*DATA FOR THIS TASK*.
******************************

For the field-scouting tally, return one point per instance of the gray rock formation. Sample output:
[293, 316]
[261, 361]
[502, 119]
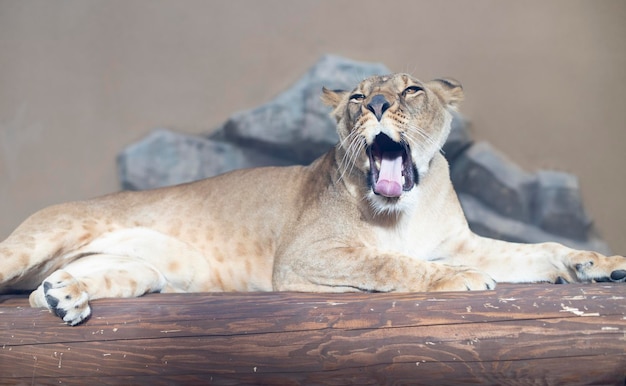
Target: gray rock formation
[500, 200]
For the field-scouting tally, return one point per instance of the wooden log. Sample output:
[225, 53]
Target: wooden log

******************************

Return the material exactly as given above, picture-free.

*SOLUTION BELOW*.
For the field-scouting tally, return one point per instance of the gray rock formation. Sample output:
[293, 316]
[261, 361]
[502, 119]
Target: gray rock formation
[500, 200]
For the field-scouting tally, return one point per instance of the wooden log. Sample output:
[225, 53]
Target: wooden log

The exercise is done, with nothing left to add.